# Selected passage
********************
Time: November 11, 2011 - 3:30pm - 5:00pm
Place: Refreshments in 319 Walker at 3:30 p.m., Discussion in 112 Walker at 4:00
This week's Department of Geography Coffee Hour will be a panel on "Managing Marcellus" with a variety of perspectives from professionals on all sides of the issues. The panelists are:
• Jim Richenderfer, director of technical programs, for the Susquehanna River BasinCommission (SRBC)
• Bruce Snyder, Range Resources (company that employs man who called for Counter Insurgency Operations on the public and called them 'Insurgents.' Post can be found HERE
• Kathy Brasier, associate professor of rural sociology, Penn State
• Discussion Facilitator: James R. Grace, Goddard Chair in the School of Forest Resources, Penn State.
Dr. Grace sets the context for the panel:
"The development of natural gas contained within the geologic formation called Marcellus shale will likely prove to be one of the most significant events in Pennsylvania history. The actions associated with this phenomenon will impact our citizens and communities economically, ecologically, socially, and politically.
********************
# Extracted material
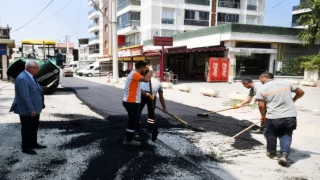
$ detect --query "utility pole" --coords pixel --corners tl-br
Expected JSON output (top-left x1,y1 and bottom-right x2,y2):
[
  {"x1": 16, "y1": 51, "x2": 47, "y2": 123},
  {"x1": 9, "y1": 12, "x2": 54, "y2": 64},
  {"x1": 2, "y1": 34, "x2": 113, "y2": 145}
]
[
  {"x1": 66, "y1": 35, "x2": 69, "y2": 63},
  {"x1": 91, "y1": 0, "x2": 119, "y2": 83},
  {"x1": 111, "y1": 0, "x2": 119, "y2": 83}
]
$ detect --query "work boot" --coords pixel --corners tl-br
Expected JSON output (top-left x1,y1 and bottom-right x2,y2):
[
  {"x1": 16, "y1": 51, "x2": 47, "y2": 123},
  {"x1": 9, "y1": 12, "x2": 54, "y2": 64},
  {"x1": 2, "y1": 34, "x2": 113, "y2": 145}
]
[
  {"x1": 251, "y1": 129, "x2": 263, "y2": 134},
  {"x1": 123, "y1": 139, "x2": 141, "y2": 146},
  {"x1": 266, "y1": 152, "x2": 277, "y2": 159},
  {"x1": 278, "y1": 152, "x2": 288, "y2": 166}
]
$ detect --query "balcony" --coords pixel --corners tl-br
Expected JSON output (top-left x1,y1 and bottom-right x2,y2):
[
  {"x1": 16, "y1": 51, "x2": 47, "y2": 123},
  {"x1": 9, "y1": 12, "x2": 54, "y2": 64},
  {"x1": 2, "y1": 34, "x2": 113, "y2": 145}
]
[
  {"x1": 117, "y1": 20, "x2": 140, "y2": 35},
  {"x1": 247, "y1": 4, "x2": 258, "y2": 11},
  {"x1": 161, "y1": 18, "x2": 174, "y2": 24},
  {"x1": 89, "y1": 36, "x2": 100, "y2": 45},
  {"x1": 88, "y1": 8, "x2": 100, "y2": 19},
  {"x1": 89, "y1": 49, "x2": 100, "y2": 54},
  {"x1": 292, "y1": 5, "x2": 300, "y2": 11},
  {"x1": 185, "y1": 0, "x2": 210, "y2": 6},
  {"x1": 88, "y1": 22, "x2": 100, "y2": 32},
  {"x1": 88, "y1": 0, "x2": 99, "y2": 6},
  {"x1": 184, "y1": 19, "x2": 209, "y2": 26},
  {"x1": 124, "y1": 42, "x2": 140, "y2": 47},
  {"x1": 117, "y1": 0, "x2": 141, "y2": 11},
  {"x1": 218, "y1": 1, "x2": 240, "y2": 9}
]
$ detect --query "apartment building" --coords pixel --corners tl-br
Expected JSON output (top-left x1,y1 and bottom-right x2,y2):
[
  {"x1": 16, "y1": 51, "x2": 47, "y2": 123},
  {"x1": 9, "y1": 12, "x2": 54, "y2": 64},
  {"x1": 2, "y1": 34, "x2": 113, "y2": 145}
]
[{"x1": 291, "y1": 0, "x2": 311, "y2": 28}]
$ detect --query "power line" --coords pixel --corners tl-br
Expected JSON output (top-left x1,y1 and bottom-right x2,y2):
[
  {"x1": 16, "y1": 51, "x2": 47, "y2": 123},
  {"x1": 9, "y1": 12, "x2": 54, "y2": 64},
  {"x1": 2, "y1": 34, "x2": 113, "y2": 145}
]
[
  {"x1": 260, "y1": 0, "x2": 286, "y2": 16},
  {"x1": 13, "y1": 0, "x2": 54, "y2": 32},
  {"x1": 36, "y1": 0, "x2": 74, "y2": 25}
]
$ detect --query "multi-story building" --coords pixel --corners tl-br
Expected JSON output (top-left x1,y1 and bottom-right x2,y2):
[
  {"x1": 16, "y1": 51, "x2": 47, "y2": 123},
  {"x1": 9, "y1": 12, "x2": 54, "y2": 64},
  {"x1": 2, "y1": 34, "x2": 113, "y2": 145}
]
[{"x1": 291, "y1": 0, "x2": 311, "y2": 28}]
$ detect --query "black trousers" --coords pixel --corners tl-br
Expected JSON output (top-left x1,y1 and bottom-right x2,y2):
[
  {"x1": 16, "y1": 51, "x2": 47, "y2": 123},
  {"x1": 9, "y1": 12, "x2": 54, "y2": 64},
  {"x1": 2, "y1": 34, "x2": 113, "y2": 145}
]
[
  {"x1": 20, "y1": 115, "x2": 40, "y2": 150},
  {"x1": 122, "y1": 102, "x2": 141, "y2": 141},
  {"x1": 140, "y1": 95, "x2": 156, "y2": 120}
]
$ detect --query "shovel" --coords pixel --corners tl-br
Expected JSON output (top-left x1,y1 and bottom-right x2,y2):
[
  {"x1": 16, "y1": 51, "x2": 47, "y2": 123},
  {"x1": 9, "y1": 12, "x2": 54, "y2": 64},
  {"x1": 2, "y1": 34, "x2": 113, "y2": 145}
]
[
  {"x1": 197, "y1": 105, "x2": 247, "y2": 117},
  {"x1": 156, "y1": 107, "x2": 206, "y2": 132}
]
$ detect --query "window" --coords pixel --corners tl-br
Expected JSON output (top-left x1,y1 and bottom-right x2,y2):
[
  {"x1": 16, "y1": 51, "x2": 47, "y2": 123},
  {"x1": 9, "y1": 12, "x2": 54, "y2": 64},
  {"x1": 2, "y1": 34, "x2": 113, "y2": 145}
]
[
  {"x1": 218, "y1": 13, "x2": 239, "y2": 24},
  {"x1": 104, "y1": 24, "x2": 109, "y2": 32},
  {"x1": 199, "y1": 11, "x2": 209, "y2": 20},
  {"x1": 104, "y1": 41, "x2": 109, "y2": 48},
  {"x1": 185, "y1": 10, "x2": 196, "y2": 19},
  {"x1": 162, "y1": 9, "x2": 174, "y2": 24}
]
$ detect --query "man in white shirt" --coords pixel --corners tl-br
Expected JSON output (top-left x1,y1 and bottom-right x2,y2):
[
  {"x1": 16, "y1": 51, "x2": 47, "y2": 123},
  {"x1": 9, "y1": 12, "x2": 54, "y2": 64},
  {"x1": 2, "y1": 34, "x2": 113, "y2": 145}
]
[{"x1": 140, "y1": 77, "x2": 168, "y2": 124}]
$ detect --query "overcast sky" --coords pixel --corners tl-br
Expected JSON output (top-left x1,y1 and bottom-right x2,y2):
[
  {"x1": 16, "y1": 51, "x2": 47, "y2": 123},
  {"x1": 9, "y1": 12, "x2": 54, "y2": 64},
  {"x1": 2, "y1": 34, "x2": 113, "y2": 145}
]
********************
# Assignment A
Please print the Managing Marcellus announcement from "Time: November 11, 2011" to "Resources, Penn State.".
# Assignment B
Answer these questions from the Managing Marcellus announcement:
(i) In which room are refreshments served?
(ii) What position does Kathy Brasier hold?
(iii) What geologic formation contains the natural gas?
The material has no connection to the Managing Marcellus announcement.

# Task output A
Time: November 11, 2011 - 3:30pm - 5:00pm
Place: Refreshments in 319 Walker at 3:30 p.m., Discussion in 112 Walker at 4:00
This week's Department of Geography Coffee Hour will be a panel on "Managing Marcellus" with a variety of perspectives from professionals on all sides of the issues. The panelists are:
• Jim Richenderfer, director of technical programs, for the Susquehanna River BasinCommission (SRBC)
• Bruce Snyder, Range Resources (company that employs man who called for Counter Insurgency Operations on the public and called them 'Insurgents.' Post can be found HERE
• Kathy Brasier, associate professor of rural sociology, Penn State
• Discussion Facilitator: James R. Grace, Goddard Chair in the School of Forest Resources, Penn State.

# Task output B
(i) 319 Walker
(ii) Associate professor of rural sociology at Penn State
(iii) Marcellus shale